**Your objective**
Collect each line in the records below that contains the word "Give", copying every one in full.

**Provided records**
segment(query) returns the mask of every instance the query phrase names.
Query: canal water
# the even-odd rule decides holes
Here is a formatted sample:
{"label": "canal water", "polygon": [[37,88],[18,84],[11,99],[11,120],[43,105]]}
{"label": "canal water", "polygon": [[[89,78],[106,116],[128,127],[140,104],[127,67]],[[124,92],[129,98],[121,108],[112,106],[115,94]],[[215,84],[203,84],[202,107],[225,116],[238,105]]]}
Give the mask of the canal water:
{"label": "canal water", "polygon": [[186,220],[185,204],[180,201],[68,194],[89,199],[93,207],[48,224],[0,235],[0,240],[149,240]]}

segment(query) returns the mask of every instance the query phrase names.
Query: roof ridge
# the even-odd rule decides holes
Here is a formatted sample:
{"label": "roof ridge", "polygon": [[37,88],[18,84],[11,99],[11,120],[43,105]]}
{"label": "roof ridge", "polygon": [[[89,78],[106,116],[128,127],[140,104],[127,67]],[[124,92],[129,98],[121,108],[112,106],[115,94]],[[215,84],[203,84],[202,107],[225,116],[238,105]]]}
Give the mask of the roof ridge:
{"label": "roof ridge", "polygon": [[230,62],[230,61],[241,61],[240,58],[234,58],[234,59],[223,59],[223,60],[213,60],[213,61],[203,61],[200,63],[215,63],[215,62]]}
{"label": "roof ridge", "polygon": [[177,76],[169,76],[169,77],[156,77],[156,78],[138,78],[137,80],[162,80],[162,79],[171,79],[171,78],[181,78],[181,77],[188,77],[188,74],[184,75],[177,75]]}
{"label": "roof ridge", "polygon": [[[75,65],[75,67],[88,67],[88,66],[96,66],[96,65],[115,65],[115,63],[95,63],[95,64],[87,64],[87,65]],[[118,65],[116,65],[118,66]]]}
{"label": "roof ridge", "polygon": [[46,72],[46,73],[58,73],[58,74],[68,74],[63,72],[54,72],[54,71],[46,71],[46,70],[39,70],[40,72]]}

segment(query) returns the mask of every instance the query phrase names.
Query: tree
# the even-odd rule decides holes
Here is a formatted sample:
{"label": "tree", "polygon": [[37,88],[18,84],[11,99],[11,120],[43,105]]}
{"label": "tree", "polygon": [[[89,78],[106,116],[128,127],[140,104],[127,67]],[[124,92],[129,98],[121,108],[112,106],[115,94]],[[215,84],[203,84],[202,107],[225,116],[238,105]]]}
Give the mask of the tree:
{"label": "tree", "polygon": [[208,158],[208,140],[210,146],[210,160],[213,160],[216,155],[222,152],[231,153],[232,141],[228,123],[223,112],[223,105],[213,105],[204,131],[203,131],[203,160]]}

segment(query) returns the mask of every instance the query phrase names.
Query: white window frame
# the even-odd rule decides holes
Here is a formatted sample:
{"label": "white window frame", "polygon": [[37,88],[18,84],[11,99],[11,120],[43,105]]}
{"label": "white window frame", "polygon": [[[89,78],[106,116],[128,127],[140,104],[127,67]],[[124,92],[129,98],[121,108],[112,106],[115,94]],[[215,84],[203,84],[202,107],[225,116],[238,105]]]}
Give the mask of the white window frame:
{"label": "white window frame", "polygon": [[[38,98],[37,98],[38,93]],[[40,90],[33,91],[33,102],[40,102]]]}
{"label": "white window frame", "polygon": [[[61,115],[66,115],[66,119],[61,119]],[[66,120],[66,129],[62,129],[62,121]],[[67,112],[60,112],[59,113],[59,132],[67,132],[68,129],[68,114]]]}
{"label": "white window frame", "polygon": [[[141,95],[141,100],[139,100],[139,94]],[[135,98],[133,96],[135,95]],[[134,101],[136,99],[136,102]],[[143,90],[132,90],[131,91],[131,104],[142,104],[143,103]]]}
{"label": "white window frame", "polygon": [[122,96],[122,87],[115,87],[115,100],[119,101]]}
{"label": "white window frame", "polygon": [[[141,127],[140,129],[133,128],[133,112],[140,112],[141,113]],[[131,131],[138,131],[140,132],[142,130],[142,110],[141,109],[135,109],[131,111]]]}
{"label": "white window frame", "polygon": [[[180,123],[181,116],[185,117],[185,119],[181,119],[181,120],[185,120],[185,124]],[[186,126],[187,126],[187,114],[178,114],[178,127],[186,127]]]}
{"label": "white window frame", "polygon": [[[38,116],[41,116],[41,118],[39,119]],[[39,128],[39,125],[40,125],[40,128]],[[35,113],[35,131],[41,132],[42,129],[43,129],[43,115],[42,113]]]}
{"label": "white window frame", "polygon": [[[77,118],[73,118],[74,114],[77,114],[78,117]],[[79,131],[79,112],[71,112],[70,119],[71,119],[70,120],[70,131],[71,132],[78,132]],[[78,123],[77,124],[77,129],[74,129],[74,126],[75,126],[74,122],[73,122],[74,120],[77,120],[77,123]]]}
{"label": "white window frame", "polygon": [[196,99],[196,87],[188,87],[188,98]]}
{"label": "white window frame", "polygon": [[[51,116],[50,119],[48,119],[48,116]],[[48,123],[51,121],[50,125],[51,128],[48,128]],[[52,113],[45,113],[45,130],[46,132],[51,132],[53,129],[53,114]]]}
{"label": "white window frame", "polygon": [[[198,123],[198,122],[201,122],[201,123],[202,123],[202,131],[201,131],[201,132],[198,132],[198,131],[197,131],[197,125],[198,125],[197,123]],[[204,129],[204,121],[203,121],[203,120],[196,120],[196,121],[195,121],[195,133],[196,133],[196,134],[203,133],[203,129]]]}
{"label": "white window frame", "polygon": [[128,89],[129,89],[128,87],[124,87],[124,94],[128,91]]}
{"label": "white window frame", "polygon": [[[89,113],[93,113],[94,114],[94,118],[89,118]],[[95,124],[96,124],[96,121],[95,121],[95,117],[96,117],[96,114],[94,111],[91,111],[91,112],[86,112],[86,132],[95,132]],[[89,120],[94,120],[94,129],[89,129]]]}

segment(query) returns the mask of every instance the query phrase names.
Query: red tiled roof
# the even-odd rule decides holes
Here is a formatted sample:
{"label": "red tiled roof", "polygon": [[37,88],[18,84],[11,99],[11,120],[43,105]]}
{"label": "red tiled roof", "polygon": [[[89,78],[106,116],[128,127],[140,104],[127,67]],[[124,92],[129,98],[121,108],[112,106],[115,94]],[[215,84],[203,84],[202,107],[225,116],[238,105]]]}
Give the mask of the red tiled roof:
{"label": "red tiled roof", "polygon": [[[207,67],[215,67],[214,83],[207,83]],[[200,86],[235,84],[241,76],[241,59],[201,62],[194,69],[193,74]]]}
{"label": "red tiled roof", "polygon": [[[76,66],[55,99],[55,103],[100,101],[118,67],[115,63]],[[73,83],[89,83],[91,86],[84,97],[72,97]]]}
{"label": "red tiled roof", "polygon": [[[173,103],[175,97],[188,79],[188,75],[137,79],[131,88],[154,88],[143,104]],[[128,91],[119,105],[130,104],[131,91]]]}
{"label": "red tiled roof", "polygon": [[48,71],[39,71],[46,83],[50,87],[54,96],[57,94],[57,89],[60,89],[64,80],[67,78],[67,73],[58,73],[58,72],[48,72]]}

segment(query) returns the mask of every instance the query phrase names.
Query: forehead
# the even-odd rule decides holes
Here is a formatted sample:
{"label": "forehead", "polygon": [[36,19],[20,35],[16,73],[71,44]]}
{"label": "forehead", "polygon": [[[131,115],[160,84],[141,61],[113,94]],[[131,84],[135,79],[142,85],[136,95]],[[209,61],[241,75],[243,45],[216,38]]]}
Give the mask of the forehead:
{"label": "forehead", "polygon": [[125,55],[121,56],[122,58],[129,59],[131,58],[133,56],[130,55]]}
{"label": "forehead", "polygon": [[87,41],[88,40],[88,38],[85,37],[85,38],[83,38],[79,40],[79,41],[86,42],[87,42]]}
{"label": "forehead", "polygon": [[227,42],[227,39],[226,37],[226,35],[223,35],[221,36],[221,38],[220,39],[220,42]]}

**Finished exercise**
Give the mask of the canal water:
Give the mask of the roof ridge:
Give the mask of the tree:
Give the mask of the white window frame:
Give the mask of the red tiled roof:
Give the mask of the forehead:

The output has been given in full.